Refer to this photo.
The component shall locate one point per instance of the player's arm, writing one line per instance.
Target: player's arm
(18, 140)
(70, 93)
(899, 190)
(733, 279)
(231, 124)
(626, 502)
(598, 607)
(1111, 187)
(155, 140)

────

» **What to produce**:
Type the data out again, exactly.

» **Response to this task**:
Refer to this photo.
The component shall locate one point per instance of the player's arm, writing one line per instance.
Target: player's arm
(18, 140)
(70, 93)
(899, 190)
(733, 279)
(231, 124)
(626, 502)
(598, 607)
(1111, 187)
(155, 140)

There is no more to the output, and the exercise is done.